* Вопросы
• a. Какая из опор державы, согласно исходному тексту, восстановлена?
• b. Пожалуйста, изложите суть исходного текста в двух предложениях.

* Исходный текст
****
Подгибается один из трех столпов, необходимых для прочности державы, – и все государственное строение начинает крениться, заваливаться. Если бы каким-то чудом удалось сейчас получить зримую картину в рост нашего общего дома, она напугала бы нас больше, чем мы представляем. Веровая опора восстановлена, но властная, полностью разрушенная, представляет собой сыпучий курган, неспособный держать свою долю ноши. И потому вся непомерная тяжесть здания вдавилась в плечи народа. Его неподвижное напряжение, его застывшая мука невольно заставляют пугаться: жив ли он, не превратился ли он в окаменевшего атланта, согбенного и бесчувственно держащего своды полуразрушенной громады?

Нам недосуг бывает оглянуться, что там, за нашими спинами, какие думы вынашивает брошенный на произвол судьбы недавний наш кормилец, которому отказано и в этом праве – быть кормильцем. Доносится только, что устраивает он голодовки (попробуйте совместить: чтобы добиться куска хлеба, он отказывается от куска хлеба), перекрывает железные дороги, "развязаны дикие страсти под гнетом ущербной луны" (слова Блока), поддается обманным обещаниям, пустыми глазами смотрит в камеру, когда спрашивают его о надеждах. Но кто он такой, что за человек заступил нынче на несчастную стезю жизни в России, мы представляем плохо.

Никогда и нигде, кроме легкомысленной строки в советской энциклопедии, за народ не принималось все население страны. В прежние времена из него исключались высшие сословия, справедливо оставляя в народе тружеников и носителей национального сознания и национального задания. Так и мы сегодня должны сказать, что народ – это коренная порода нации, неизъязвленная ее часть, трудящаяся, говорящая на родном языке, хранящая свою самобытность, несущая Россию в сердце своем и душе. Если бы случилось так, что не стало России, он бы, этот народ ее, долго еще, десятилетия и века, ходил по пустынным землям и чужим городам и неутешно выкликал ее, собирал бы по крупицам и обломкам ее остов.

Он жив, этот народ, и долготерпение его не следует принимать за отсутствие. Он не хочет больше ошибаться. Не забыл он, к каким последствиям приводило массовое участие низов в крестьянских волнениях и революционных бурях, боится порывов, могущих вызвать самоистребление, к радости наших врагов. Он ничего не забывает: народ – не только теперешнее поколение живущих, но и поколения прошлых, сполна познавших опыт минувшего, но и поколения будущих, вопрошающих о надежде. В этих трех ипостасях – прошлого, настоящего и будущего – только и можно сполна познать правду, которой суждено выстоять в России.
****
* Предоставленные данные

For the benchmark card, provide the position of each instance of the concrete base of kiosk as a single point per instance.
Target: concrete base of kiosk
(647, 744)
****
* Ответы по заданиям
• a. Веровая опора.

• b. Властная опора державы полностью разрушена, поэтому вся тяжесть государственного здания легла на плечи народа, а кто он такой сегодня, мы представляем плохо. Народ — это коренная порода нации, трудящаяся, говорящая на родном языке и хранящая свою самобытность; он жив, не хочет больше ошибаться и ничего не забывает.